◆ Requirements ◆
Copy each of the following items verbatim, line for line.

Source records

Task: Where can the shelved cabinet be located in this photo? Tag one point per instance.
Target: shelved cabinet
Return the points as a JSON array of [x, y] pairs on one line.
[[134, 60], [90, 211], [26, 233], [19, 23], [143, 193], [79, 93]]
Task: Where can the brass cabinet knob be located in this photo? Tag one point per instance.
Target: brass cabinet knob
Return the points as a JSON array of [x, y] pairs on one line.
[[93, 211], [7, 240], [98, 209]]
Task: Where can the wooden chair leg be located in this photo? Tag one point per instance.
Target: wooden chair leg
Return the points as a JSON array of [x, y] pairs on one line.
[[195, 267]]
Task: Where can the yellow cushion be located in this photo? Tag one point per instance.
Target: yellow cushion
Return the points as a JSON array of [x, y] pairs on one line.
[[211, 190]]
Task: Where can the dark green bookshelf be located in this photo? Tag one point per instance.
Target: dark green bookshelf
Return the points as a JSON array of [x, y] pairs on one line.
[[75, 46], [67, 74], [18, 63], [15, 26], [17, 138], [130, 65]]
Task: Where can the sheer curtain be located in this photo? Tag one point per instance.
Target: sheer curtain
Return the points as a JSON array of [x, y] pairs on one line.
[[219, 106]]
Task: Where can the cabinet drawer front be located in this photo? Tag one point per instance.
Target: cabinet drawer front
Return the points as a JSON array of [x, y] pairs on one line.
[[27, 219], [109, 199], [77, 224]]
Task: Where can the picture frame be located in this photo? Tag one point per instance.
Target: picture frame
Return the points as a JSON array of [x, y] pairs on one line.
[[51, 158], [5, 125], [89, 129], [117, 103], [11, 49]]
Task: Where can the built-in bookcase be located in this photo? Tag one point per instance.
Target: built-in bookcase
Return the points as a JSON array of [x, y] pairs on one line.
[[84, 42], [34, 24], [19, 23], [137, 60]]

◆ Reply ◆
Task: Where can the shelved cabinet be located in this photo? Tag one point per instance.
Target: shelved cabinet
Return the points as a JSON array of [x, y] pairs on one line.
[[134, 60], [90, 211], [26, 233], [19, 23], [143, 193], [79, 93]]
Task: Where can the brass cabinet knob be located in this photo? Tag one point per instance.
Target: brass cabinet knob
Return the points as a JSON array of [x, y] pairs on one line.
[[93, 211], [7, 240], [98, 209]]
Task: Where can the wooden chair leg be located in this photo? Tag one point per instance.
Target: wooden chair leg
Return the points as a JSON array of [x, y] pairs on one line.
[[195, 267]]
Task: Where can the yellow cushion be located in this photo? Tag one point per instance.
Target: yellow cushion
Return the points as a JSON array of [x, y] pairs on one line.
[[211, 190]]
Task: Where can the dark green bookshelf be located in this photo? Tag one point per instance.
Target: dark green bookshelf
Return the points as a JSON array of [x, y] pairs on one line.
[[75, 46], [67, 74], [18, 63], [15, 26], [17, 138], [130, 65]]
Task: Where can the sheer curtain be located in this photo? Tag one point per instance.
Target: sheer curtain
Return the points as a JSON array of [x, y] pairs on one line.
[[219, 106]]
Task: Where can the cabinet drawer front be located in this photo? Tag one point per instance.
Target: cabinet drawer front
Return the points as a JSON array of [x, y] pairs on one line.
[[27, 219], [109, 199], [77, 224]]
Task: Where can the picture frame be located in this photo? Tag one point per instance.
Target: picture frame
Return the points as a JSON array of [x, y] pairs on one line.
[[51, 158], [5, 125], [89, 129], [117, 103], [11, 49]]
Task: Where can the built-in bookcase be located in this photo? Tag one point per instance.
Target: built-in bookcase
Return the points as a JSON array of [x, y] pairs on one line.
[[84, 42], [34, 24], [19, 23], [137, 60]]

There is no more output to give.